Task directions> Every line of the material is to be repeated exactly as it stands.

Source records>
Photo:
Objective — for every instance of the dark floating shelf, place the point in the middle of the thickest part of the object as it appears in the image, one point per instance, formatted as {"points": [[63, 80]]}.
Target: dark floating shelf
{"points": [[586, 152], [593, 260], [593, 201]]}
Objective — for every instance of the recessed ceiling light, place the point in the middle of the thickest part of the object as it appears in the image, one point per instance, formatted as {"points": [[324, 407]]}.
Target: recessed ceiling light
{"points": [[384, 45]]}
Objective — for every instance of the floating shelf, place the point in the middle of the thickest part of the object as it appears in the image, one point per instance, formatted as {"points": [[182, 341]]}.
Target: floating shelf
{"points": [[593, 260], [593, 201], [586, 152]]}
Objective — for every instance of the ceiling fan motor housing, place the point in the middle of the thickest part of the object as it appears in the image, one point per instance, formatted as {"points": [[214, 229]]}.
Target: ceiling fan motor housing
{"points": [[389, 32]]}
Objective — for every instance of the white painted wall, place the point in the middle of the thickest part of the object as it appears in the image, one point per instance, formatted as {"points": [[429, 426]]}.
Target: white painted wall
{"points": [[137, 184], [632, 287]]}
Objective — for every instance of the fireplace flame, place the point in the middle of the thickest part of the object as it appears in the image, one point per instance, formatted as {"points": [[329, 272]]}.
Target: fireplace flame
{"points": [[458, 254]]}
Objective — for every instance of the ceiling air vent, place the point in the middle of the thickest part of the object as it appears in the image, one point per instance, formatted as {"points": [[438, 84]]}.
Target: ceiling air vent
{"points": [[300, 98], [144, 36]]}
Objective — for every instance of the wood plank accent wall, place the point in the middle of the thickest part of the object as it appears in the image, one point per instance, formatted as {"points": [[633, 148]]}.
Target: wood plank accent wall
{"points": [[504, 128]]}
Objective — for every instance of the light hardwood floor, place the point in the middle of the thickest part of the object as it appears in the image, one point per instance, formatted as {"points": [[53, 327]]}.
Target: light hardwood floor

Written solution>
Photo:
Objective — for every instance of the dark floating shelf, place the point in the middle of the thickest part of the object as it appears in the image, one point per instance, formatted as {"points": [[63, 80]]}.
Target: dark floating shelf
{"points": [[586, 152], [593, 260], [593, 201]]}
Objective — for every instance of the recessed ceiling light, place the point in the middle of the thickest part of the object as it appears in the image, one point per instance, formatted as {"points": [[324, 407]]}.
Target: recessed ceiling light
{"points": [[384, 45]]}
Objective — for every instance of the floating shelf, place the point in the middle of the thickest part of the object as it appears in the image, one point per instance, formatted as {"points": [[182, 341]]}.
Target: floating shelf
{"points": [[593, 260], [593, 201], [586, 152]]}
Objective — for every instance of the ceiling fan motor housing, place the point in the middle of the thickest part of the object as it appears in the image, one point per instance, formatted as {"points": [[214, 229]]}.
Target: ceiling fan motor housing
{"points": [[389, 32]]}
Objective — for every instance of the white painted wall, place the point in the middle of the thickest part of the object as it appears in the image, one point per instance, formatted as {"points": [[429, 426]]}.
Target: white painted wall
{"points": [[137, 184], [632, 287]]}
Objective — for every instance of the fireplace flame, place the point in the middle of the thickest part of the object as it appears in the image, one point per instance, formatted as {"points": [[329, 272]]}.
Target: fireplace flame
{"points": [[458, 254]]}
Objective — for every instance of the ceiling air vent, place the point in the middle of the thickest part of the object as it appears in the image, one point per instance, formatted as {"points": [[438, 84]]}.
Target: ceiling air vent
{"points": [[300, 98], [144, 36]]}
Objective — for every instance of the wood plank accent wall, place the point in the middle of the thickest part of the object as it appears in the image, one point per instance, formatted as {"points": [[633, 148]]}.
Target: wood plank accent wall
{"points": [[504, 128]]}
Objective — for every instance of the light hardwood floor, place the point in the middle of the thickest part of the object as it appears in the image, one point per instance, formatted as {"points": [[53, 327]]}.
Target: light hardwood floor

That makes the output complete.